• **Task objective**: Could you set down the lines below word for word, with nothing changed?

>> Begin

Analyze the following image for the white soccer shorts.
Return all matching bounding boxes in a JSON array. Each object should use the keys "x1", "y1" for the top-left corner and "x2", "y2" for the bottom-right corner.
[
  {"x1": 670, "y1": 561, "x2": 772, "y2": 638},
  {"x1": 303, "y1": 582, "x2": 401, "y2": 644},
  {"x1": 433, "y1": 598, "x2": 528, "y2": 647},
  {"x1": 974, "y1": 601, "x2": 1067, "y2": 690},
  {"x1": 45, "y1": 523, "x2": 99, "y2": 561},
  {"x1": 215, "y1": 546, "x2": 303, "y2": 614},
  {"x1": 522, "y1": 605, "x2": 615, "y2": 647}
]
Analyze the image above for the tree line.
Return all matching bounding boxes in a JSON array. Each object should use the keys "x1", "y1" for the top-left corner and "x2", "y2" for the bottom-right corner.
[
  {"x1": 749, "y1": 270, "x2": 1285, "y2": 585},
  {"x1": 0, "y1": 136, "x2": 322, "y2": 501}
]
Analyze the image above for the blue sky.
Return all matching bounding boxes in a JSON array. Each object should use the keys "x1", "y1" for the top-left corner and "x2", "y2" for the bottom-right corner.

>> End

• **Task response**:
Analyze the following image for the white soccer shorts.
Return all matching bounding boxes in a JSON array. Each object should use the keys "x1", "y1" for the top-left corner and "x2", "y2" for the bottom-right corner.
[
  {"x1": 670, "y1": 561, "x2": 772, "y2": 638},
  {"x1": 303, "y1": 582, "x2": 401, "y2": 644},
  {"x1": 433, "y1": 598, "x2": 528, "y2": 647},
  {"x1": 974, "y1": 601, "x2": 1067, "y2": 690},
  {"x1": 45, "y1": 523, "x2": 99, "y2": 561},
  {"x1": 215, "y1": 546, "x2": 303, "y2": 614},
  {"x1": 522, "y1": 605, "x2": 615, "y2": 647}
]
Analyze the image above for the tree line.
Return all matching bounding boxes in a JSON array. Each object should use the keys "x1", "y1" for the top-left corner and "x2", "y2" for the bottom-right corner.
[
  {"x1": 749, "y1": 270, "x2": 1285, "y2": 585},
  {"x1": 0, "y1": 136, "x2": 322, "y2": 501}
]
Analyze the image above for the blue sky.
Return all matching bounding boxes in a JSON array. Each object should use the keys "x1", "y1" for the top-left corner and "x2", "y2" for the bottom-right corner.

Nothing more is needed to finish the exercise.